[start Excerpt provided]
Warning:
this component has no documented requirements. A new requirements page should be created and linked to this component.
Contents |
The caffeinated node watchdog is a component which runs in the background of a Nitro caffeinated node and monitors for situations that could cause or have caused the state of the node as derived from Espresso to differ from the state implied by the finalized L1 (i.e. the state that the rollup will eventually finalize). This can happen due to safety violations in Espresso, bugs in the caffeinated node, edge cases like force inclusion, etc.
Such cases are viewed as severe and exceptionally rare, so that the main concern is detecting them and preventing or limiting potential loss of funds caused by the caffeinated node giving out invalid states. Recovering gracefully is viewed as less important. When the watchdog detects such a case, it will panic the caffeinated node, at which point it is expected that clients will fall back to a slower but more reliable vanilla Nitro node deriving from L1.
[end Excerpt provided]
__Exercise prompt__
Write out the entire text on the caffeinated node watchdog word for word. The data placed here comes from a different source.
[start Material]
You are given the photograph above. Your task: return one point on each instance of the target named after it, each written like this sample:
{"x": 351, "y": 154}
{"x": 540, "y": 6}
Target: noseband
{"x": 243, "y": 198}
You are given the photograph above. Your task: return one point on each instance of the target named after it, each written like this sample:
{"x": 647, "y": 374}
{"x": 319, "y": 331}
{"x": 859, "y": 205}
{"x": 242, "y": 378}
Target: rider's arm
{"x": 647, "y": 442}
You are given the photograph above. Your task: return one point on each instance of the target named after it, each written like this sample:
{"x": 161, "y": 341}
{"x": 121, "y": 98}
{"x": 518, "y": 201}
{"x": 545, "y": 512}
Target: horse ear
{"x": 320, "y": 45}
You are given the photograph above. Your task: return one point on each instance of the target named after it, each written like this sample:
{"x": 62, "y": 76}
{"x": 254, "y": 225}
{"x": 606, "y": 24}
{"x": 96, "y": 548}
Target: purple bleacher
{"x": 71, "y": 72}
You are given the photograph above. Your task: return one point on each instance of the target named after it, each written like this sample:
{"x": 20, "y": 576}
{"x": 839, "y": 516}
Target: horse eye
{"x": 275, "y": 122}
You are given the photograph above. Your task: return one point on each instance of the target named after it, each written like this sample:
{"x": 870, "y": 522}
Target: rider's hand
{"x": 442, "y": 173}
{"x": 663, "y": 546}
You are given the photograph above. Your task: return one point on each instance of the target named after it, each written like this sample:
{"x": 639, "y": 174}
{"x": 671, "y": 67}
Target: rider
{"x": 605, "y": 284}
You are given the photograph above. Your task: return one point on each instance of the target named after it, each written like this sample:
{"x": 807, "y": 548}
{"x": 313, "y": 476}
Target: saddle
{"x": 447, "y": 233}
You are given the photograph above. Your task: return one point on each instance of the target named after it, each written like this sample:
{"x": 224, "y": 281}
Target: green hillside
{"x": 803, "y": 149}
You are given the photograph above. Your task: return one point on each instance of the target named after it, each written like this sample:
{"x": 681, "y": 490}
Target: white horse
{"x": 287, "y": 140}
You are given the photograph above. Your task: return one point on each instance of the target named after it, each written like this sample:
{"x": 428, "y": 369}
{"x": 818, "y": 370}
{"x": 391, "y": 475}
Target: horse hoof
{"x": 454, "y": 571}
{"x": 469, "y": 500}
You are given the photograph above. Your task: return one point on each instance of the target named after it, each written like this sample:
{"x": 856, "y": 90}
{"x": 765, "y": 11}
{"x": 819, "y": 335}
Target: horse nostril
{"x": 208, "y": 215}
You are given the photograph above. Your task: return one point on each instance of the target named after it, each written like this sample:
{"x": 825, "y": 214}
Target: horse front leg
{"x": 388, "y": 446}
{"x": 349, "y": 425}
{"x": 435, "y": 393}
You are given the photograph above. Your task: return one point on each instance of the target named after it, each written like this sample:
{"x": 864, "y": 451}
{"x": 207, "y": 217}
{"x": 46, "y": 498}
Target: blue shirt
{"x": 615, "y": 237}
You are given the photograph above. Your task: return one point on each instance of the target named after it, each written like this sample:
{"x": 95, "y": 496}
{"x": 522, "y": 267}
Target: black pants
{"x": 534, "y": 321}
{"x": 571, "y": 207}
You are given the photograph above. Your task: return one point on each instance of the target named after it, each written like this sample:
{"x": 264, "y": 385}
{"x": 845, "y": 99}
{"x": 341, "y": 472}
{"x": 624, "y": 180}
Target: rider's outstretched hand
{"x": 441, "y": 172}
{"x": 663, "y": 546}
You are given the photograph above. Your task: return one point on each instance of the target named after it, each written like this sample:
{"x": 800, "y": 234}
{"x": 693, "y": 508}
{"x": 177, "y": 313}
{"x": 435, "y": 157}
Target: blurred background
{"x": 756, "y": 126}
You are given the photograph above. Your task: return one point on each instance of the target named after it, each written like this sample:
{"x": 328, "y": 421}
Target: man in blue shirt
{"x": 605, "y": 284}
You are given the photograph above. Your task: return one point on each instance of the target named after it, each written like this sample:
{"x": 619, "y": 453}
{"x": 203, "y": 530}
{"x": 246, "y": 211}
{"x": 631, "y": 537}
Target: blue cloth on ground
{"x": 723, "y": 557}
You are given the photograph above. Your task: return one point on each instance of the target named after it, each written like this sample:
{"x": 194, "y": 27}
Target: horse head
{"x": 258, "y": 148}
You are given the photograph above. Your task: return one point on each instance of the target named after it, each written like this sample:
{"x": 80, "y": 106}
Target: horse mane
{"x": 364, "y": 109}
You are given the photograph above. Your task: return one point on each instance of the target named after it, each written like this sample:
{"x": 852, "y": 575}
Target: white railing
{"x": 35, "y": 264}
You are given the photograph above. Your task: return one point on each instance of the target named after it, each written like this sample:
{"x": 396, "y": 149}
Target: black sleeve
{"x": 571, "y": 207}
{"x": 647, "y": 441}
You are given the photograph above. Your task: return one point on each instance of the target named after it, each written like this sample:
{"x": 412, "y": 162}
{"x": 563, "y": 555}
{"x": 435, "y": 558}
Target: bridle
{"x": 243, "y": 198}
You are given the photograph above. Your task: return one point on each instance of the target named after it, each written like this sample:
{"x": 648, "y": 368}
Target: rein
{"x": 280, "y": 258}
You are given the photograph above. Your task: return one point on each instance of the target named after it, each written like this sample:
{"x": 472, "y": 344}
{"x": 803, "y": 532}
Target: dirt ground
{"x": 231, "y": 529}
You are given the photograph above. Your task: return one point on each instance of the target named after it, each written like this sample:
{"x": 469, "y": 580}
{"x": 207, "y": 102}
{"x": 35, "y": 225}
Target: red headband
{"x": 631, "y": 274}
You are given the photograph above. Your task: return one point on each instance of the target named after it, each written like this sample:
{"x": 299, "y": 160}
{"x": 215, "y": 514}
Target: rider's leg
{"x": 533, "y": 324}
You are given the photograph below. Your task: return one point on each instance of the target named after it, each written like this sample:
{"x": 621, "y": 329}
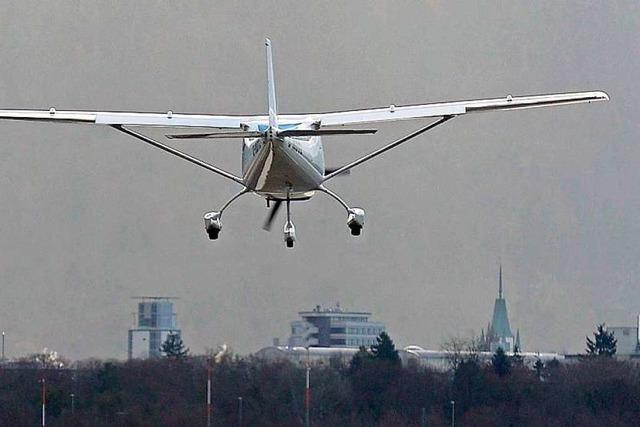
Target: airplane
{"x": 282, "y": 154}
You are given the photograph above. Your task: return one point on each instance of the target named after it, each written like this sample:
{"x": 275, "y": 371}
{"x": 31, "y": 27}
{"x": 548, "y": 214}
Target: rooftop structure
{"x": 334, "y": 327}
{"x": 153, "y": 322}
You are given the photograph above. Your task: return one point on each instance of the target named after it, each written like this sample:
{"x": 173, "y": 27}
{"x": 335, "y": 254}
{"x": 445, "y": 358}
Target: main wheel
{"x": 355, "y": 229}
{"x": 213, "y": 233}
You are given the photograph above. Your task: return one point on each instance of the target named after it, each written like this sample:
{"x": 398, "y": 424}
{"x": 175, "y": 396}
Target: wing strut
{"x": 180, "y": 154}
{"x": 386, "y": 148}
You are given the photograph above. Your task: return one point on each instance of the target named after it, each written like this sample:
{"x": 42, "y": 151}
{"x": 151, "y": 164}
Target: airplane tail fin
{"x": 271, "y": 88}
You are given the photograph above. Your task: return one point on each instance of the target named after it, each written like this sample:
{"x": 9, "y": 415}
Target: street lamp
{"x": 44, "y": 401}
{"x": 453, "y": 413}
{"x": 307, "y": 398}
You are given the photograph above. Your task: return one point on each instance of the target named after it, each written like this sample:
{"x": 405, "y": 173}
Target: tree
{"x": 539, "y": 368}
{"x": 385, "y": 350}
{"x": 173, "y": 347}
{"x": 603, "y": 344}
{"x": 501, "y": 362}
{"x": 359, "y": 359}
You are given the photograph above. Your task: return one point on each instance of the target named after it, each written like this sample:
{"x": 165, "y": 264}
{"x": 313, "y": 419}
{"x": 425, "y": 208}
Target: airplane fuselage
{"x": 283, "y": 167}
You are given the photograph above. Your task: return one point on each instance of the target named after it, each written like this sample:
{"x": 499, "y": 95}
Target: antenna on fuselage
{"x": 271, "y": 88}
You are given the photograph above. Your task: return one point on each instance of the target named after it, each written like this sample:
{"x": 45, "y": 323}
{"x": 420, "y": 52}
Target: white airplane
{"x": 282, "y": 155}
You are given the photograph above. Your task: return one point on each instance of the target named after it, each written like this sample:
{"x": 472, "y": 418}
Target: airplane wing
{"x": 456, "y": 108}
{"x": 112, "y": 118}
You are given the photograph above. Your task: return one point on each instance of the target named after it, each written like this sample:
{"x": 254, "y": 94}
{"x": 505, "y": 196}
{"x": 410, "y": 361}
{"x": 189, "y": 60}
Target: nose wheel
{"x": 355, "y": 220}
{"x": 289, "y": 228}
{"x": 213, "y": 224}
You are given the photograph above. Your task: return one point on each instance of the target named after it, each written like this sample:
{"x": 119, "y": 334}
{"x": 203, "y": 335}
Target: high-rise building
{"x": 628, "y": 339}
{"x": 499, "y": 333}
{"x": 334, "y": 327}
{"x": 153, "y": 322}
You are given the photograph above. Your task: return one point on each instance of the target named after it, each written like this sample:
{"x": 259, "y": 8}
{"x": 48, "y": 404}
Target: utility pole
{"x": 307, "y": 399}
{"x": 44, "y": 401}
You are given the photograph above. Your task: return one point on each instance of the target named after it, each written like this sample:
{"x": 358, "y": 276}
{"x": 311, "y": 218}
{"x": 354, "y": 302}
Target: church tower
{"x": 500, "y": 334}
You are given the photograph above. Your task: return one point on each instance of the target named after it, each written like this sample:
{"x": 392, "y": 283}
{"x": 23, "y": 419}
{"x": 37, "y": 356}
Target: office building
{"x": 153, "y": 322}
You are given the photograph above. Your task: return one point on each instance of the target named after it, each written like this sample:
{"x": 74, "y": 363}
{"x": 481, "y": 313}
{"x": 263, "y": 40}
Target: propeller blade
{"x": 247, "y": 134}
{"x": 272, "y": 215}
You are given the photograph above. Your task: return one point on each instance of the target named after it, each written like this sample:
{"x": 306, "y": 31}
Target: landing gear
{"x": 213, "y": 219}
{"x": 289, "y": 228}
{"x": 212, "y": 224}
{"x": 355, "y": 220}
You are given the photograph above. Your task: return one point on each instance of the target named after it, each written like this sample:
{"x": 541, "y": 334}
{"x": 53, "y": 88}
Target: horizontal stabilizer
{"x": 331, "y": 170}
{"x": 320, "y": 132}
{"x": 247, "y": 134}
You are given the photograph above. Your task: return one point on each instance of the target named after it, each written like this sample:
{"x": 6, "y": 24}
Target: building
{"x": 628, "y": 338}
{"x": 334, "y": 327}
{"x": 499, "y": 333}
{"x": 439, "y": 360}
{"x": 153, "y": 322}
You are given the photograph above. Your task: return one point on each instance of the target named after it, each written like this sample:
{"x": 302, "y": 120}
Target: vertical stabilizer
{"x": 271, "y": 88}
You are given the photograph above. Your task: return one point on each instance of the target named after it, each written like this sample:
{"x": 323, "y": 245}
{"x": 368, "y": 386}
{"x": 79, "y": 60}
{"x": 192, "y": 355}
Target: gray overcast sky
{"x": 90, "y": 217}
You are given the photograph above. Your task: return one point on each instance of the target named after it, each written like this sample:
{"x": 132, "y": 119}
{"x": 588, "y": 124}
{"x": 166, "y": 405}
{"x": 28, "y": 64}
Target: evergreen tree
{"x": 603, "y": 344}
{"x": 501, "y": 362}
{"x": 385, "y": 349}
{"x": 359, "y": 359}
{"x": 173, "y": 347}
{"x": 539, "y": 368}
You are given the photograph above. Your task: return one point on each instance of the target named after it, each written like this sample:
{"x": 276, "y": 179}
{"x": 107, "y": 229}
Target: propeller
{"x": 272, "y": 215}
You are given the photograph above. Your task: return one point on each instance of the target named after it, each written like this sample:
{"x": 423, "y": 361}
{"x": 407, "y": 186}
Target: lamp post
{"x": 453, "y": 413}
{"x": 209, "y": 395}
{"x": 44, "y": 401}
{"x": 307, "y": 399}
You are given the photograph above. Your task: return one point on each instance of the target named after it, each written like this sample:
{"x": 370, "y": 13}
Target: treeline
{"x": 372, "y": 390}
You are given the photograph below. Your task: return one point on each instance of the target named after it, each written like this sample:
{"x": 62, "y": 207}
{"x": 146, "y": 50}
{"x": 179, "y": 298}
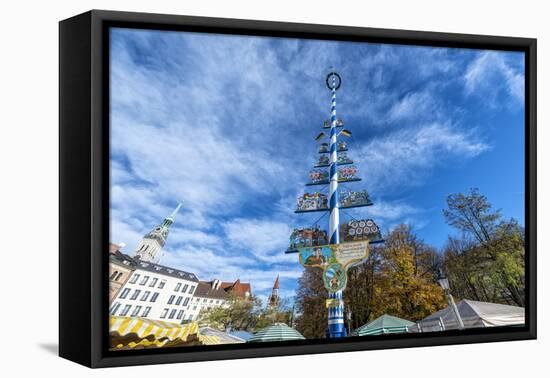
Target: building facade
{"x": 216, "y": 293}
{"x": 120, "y": 269}
{"x": 156, "y": 292}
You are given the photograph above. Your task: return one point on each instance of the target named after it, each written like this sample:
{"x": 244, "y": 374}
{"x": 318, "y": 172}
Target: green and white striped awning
{"x": 384, "y": 324}
{"x": 276, "y": 332}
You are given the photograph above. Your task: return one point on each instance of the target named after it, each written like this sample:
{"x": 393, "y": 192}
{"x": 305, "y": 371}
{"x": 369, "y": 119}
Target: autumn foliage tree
{"x": 487, "y": 261}
{"x": 404, "y": 283}
{"x": 397, "y": 279}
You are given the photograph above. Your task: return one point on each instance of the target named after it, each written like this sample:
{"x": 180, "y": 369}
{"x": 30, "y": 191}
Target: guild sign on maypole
{"x": 316, "y": 248}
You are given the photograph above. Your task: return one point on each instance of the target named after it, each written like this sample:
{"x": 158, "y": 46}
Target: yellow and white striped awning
{"x": 133, "y": 332}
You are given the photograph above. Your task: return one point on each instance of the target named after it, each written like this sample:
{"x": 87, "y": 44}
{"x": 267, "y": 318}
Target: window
{"x": 136, "y": 293}
{"x": 124, "y": 293}
{"x": 136, "y": 311}
{"x": 115, "y": 308}
{"x": 134, "y": 279}
{"x": 146, "y": 311}
{"x": 125, "y": 310}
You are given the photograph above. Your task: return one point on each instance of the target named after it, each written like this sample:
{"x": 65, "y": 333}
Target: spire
{"x": 173, "y": 215}
{"x": 276, "y": 285}
{"x": 170, "y": 219}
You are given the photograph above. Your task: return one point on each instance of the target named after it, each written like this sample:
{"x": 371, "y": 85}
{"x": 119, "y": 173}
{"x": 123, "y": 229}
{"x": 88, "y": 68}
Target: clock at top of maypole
{"x": 319, "y": 248}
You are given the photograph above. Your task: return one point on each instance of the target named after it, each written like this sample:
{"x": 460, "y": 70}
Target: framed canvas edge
{"x": 98, "y": 331}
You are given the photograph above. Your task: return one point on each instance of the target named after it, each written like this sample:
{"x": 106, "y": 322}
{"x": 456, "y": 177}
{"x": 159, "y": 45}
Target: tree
{"x": 281, "y": 313}
{"x": 311, "y": 304}
{"x": 397, "y": 278}
{"x": 471, "y": 213}
{"x": 487, "y": 263}
{"x": 404, "y": 285}
{"x": 236, "y": 313}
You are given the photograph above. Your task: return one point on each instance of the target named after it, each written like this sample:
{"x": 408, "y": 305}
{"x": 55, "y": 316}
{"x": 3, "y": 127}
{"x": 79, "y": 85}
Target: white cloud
{"x": 266, "y": 239}
{"x": 402, "y": 158}
{"x": 490, "y": 73}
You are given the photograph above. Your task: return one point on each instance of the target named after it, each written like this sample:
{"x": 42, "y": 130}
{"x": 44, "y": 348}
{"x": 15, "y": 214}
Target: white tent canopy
{"x": 474, "y": 314}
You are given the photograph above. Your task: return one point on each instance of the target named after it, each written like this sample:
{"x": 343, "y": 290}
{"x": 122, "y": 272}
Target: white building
{"x": 207, "y": 295}
{"x": 156, "y": 292}
{"x": 216, "y": 293}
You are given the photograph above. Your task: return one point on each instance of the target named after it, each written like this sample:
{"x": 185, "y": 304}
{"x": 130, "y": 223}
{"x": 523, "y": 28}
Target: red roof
{"x": 238, "y": 288}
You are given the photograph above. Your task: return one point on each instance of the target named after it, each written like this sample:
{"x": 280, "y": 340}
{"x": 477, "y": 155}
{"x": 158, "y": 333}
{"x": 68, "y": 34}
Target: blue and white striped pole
{"x": 336, "y": 325}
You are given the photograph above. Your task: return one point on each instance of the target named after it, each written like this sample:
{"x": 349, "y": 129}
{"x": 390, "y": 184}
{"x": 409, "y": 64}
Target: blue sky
{"x": 226, "y": 125}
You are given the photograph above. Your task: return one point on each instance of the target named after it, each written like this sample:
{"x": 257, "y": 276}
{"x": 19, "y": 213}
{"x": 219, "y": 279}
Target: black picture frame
{"x": 84, "y": 186}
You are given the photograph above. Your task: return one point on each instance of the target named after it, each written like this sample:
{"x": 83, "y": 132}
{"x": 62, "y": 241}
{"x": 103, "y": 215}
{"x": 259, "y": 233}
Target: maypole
{"x": 317, "y": 249}
{"x": 336, "y": 327}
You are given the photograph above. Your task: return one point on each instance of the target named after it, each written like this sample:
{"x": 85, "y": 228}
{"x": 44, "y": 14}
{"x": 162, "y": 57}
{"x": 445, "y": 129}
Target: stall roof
{"x": 474, "y": 314}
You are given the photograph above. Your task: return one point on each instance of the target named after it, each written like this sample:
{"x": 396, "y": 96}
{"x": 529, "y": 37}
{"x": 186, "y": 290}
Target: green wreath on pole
{"x": 334, "y": 277}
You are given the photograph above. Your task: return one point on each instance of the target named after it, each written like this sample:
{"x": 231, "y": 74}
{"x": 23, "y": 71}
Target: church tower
{"x": 150, "y": 246}
{"x": 273, "y": 300}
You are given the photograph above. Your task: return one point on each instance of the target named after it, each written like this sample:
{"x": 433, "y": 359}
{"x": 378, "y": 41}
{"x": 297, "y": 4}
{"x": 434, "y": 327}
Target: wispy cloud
{"x": 403, "y": 158}
{"x": 225, "y": 124}
{"x": 490, "y": 74}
[end Material]
__The solution__
Warning:
this component has no documented requirements. A new requirements page should be created and linked to this component.
Contents |
The caffeinated node watchdog is a component which runs in the background of a Nitro caffeinated node and monitors for situations that could cause or have caused the state of the node as derived from Espresso to differ from the state implied by the finalized L1 (i.e. the state that the rollup will eventually finalize). This can happen due to safety violations in Espresso, bugs in the caffeinated node, edge cases like force inclusion, etc.
Such cases are viewed as severe and exceptionally rare, so that the main concern is detecting them and preventing or limiting potential loss of funds caused by the caffeinated node giving out invalid states. Recovering gracefully is viewed as less important. When the watchdog detects such a case, it will panic the caffeinated node, at which point it is expected that clients will fall back to a slower but more reliable vanilla Nitro node deriving from L1.